#### [REQUIRED ACTION]
From the line containing "For every instance of the silver" to the very last line of the data below, transcribe everything exactly and nothing more.

□ □ □ □

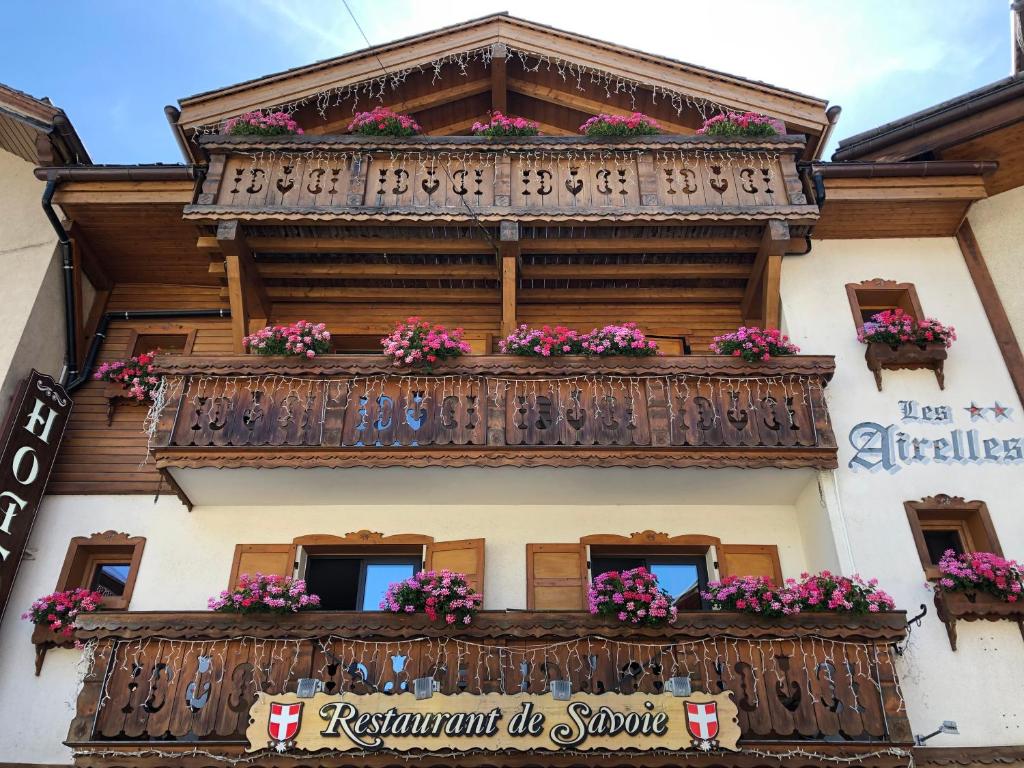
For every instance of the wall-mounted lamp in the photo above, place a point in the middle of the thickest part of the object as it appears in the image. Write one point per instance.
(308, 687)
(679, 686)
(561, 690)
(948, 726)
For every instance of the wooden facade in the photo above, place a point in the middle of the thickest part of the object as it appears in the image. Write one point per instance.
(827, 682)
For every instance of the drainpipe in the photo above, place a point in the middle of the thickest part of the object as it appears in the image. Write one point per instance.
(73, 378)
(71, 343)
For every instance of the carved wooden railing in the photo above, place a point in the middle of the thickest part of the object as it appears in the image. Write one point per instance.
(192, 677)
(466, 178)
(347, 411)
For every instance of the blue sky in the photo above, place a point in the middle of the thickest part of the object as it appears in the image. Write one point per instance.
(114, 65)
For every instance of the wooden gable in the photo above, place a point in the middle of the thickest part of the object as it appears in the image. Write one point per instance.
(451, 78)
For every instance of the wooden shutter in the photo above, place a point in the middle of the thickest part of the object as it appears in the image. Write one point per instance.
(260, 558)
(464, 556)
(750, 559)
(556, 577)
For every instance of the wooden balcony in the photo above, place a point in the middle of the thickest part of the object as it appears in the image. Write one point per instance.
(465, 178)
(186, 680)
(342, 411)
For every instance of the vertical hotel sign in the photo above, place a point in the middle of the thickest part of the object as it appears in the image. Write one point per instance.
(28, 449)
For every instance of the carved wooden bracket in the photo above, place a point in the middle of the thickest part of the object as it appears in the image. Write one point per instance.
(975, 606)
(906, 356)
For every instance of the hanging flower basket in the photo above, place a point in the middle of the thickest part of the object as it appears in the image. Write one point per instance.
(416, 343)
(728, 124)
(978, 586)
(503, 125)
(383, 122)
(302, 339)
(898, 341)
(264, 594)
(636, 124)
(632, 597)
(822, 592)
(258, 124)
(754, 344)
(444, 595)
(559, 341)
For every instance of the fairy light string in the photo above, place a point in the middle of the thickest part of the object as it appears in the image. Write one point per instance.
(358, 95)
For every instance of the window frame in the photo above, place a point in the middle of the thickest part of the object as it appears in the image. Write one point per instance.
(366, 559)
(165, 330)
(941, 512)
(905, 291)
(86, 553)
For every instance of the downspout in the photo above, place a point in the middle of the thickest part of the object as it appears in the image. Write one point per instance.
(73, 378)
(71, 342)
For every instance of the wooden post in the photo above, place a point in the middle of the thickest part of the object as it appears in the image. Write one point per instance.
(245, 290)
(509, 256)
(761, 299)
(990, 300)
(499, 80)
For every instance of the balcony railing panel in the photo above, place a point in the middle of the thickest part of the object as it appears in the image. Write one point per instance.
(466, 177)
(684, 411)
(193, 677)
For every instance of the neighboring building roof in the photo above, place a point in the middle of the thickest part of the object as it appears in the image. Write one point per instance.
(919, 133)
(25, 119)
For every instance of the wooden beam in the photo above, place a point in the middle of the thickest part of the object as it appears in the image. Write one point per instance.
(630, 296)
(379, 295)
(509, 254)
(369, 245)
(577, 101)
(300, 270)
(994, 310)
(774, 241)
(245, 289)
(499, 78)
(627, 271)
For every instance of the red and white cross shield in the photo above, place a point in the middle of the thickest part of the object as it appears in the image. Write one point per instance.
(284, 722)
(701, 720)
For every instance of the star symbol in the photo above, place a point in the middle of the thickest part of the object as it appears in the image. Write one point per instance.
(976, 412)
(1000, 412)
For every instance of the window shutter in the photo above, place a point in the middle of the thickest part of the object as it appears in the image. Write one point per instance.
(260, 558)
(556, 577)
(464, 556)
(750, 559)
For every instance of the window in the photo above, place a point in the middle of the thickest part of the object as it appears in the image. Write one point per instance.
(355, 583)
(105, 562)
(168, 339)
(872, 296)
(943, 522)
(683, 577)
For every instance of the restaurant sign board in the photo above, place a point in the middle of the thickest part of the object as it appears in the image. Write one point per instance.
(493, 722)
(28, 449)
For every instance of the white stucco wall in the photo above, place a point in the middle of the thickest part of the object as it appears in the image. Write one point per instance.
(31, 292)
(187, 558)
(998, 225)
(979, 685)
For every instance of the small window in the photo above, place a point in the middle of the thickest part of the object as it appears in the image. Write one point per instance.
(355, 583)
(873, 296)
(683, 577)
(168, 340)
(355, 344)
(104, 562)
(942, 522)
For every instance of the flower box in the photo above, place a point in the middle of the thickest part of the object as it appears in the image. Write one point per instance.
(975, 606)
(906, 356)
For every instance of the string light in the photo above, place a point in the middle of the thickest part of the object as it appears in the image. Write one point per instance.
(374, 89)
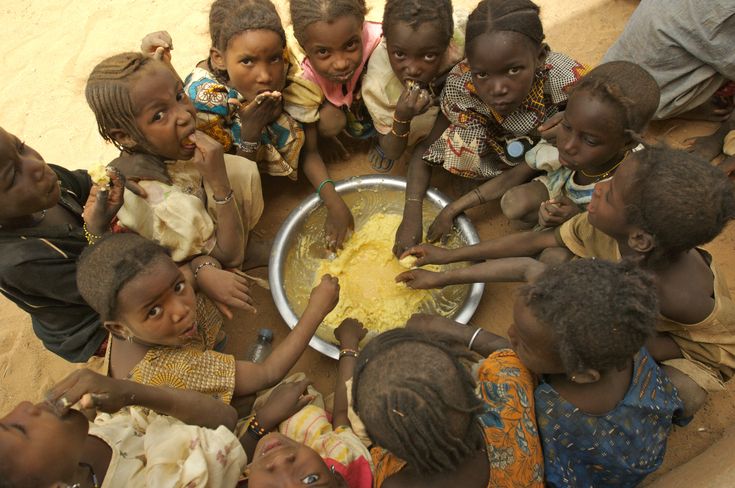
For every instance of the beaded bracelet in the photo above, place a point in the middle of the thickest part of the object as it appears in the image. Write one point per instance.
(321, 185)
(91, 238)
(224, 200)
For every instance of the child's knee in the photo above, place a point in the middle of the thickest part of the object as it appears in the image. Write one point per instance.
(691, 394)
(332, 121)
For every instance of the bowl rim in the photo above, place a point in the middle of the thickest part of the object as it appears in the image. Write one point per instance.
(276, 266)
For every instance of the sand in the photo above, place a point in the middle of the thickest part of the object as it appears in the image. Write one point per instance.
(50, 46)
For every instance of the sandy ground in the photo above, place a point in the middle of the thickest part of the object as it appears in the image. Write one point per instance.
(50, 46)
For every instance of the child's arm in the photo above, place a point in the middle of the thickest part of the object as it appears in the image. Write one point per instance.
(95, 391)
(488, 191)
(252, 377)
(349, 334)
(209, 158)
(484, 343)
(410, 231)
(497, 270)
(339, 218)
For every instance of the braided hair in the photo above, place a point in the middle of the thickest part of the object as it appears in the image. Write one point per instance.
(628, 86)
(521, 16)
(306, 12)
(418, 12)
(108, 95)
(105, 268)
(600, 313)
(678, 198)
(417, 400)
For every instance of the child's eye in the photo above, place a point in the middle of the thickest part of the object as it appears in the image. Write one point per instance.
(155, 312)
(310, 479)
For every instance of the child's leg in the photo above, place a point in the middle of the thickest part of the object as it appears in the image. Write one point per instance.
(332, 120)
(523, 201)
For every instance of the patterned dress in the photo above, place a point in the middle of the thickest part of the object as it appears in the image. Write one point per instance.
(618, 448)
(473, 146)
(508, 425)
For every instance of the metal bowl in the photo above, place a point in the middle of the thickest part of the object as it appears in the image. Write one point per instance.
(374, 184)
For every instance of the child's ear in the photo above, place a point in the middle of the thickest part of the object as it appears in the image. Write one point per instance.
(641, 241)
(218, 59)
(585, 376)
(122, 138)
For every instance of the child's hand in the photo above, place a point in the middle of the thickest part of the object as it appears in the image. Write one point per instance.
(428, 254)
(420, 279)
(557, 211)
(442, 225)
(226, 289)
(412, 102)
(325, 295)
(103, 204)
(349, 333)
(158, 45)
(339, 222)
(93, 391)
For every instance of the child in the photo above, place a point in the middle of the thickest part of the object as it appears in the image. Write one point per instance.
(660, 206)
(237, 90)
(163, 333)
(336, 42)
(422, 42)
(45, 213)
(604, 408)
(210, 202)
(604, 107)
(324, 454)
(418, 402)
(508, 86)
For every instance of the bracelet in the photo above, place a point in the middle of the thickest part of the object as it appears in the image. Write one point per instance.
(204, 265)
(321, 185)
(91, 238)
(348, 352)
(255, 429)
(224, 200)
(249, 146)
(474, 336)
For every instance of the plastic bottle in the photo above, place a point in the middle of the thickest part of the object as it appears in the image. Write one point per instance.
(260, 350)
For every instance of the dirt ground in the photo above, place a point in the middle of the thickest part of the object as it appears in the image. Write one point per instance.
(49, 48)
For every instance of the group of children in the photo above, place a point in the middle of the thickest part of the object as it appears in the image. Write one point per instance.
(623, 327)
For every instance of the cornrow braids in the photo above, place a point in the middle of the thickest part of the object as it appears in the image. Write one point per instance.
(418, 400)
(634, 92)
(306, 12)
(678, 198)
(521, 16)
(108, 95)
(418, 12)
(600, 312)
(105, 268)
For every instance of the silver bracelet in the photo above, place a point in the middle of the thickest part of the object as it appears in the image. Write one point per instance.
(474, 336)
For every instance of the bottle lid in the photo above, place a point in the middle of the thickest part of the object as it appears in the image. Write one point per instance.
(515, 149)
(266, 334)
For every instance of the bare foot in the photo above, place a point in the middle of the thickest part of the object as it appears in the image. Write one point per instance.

□ □ □ □

#### [TASK SOLUTION]
For every instance of the silver bracelet in the photo above, place a point in the middle of the thickest part of the object as it appears in the image. Write one point per instance.
(474, 336)
For every instance of the bottle lid in the photo above, place a point in the middle of the thickest part of the object as it appears in the image. Write one point per instance.
(515, 149)
(266, 334)
For every instance of the bare foot in the photo above, place a point in the middle of the thickest part of the object as it appears in the image. Write one point per instance.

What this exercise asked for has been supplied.